Textausschnitt -
===
Die Senatsverwaltung hatte sich - ohne eine Wirtschaftlichkeitsuntersuchung (§ 7 Abs. 2 LHO) durchgeführt zu haben - in einer Vereinbarung über die Fortführung der Vertragsbeziehungen vom 21. Dezember 2004 zur Aufgabenerweiterung im Laufe des Jahres 2005 in Bezug auf die Krankenhausfälle verpflichtet. Vereinbarungsgemäß sollten die der AOK Berlin zu erstattenden Verwaltungskosten nicht 5 v. H., sondern rückwirkend 8 v. H. betragen, falls die Aufgabenerweiterung nicht zustande käme. Mit zwei Ergänzungsvereinbarungen vom Mai und September 2005 wurde der AOK Berlin auch die Abrechnung von Krankenhauskosten übertragen. Die Rechnungslegung und die Erstattung der Aufwendungen werden für die Krankenhauskosten außerhalb der „Akontozahlungen" und der Jahresabrechnung monatlich vorgenommen. Im Haushaltsjahr 2006 betrugen die Erstattungen für Krankenhauskosten an die AOK Berlin insgesamt über 6 Mio., sodass über 300 000 an Verwaltungskosten zu zahlen waren.

Zum Vorwurf der fehlenden Wirtschaftlichkeitsuntersuchung vor Übertragung der Krankenhauskostenabrechnungen auf die AOK Berlin hat die Senatsverwaltung nicht Stellung genommen. Den weiteren Vorwurf des Rechnungshofs, durch die Übertragung unnötige Mehraufwendungen bei den Verwaltungskosten verursacht zu haben, weist sie zurück. Sie behauptet, seit Einführung der sog. diagnoseorientierten Fallpauschalen (DRG) sei eine adäquate Prüfung der Krankenhausrechnungen auf Richtigkeit durch die Sozialämter oder durch Gutachter des öffentlichen Gesundheitsdienstes nicht mehr leistbar gewesen. Ohne Einbindung der AOK Berlin würden die Krankenhausrechnungen deshalb praktisch ungeprüft bezahlt werden.

Für diese Behauptung fehlt nicht nur eine nähere Begründung, sie wird auch erstmals vorgebracht und war nach den vorgelegten Unterlagen seinerzeit nicht maßgeblich für die Übertragung auch der Krankenhauskostenabrechnungen auf die AOK Berlin. Vielmehr hat die Senatsverwaltung - wie ausgeführt - dem Verhandlungsdruck der AOK Berlin nachgegeben.

In den Haushaltsjahren 2005/2006 betrafen ca. 75 v. H. der Ausgaben den Personenkreis mit Anspruch auf Leistungen nach den §§ 1 a, 3 AsylbLG.
===
Gegebene Daten -

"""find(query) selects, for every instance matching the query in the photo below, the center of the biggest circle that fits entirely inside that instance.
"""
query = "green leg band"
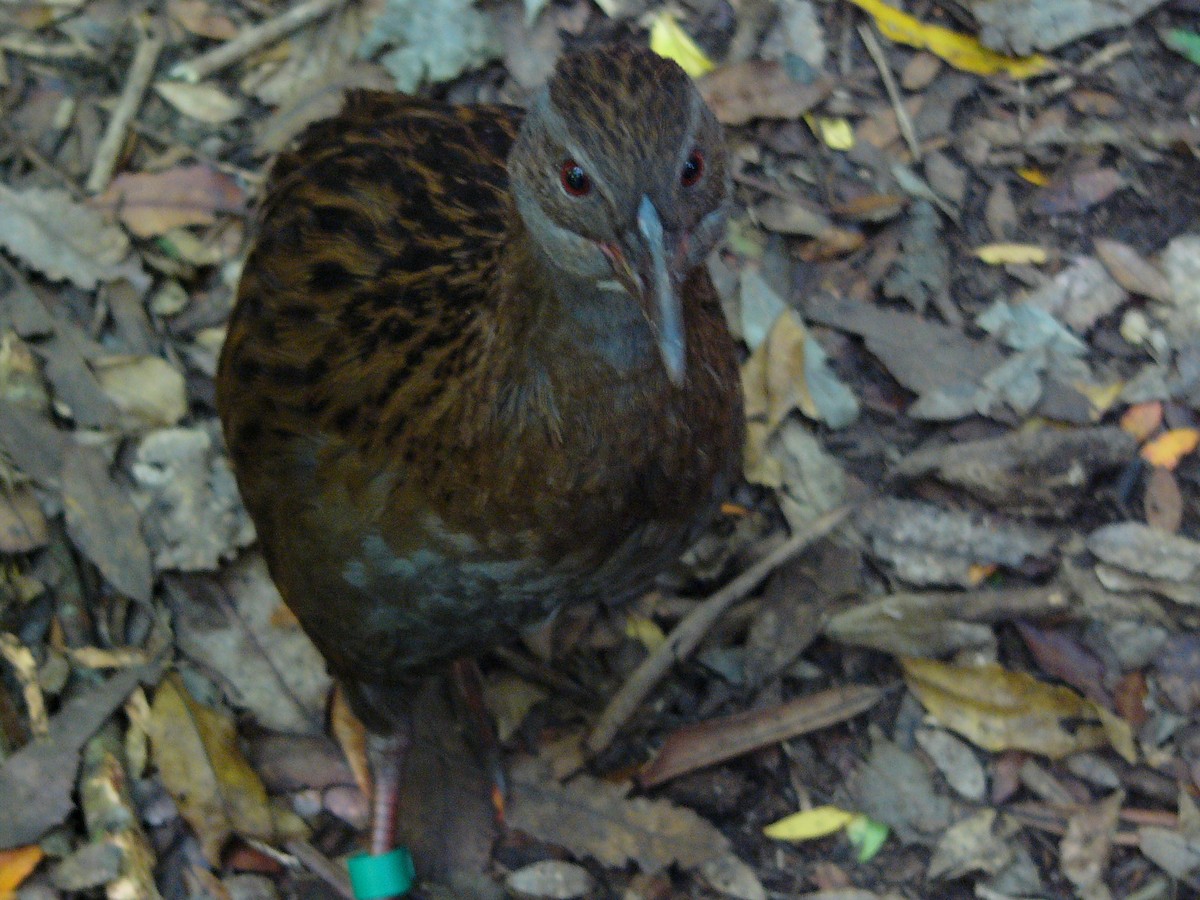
===
Worum es geht -
Übersetzen Sie den folgenden Satz aus dem Textausschnitt ins Englische: „Mit zwei Ergänzungsvereinbarungen vom Mai und September 2005 wurde der AOK Berlin auch die Abrechnung von Krankenhauskosten übertragen."

Lösung folgt -
With two supplementary agreements from May and September 2005, the billing of hospital costs was also transferred to AOK Berlin.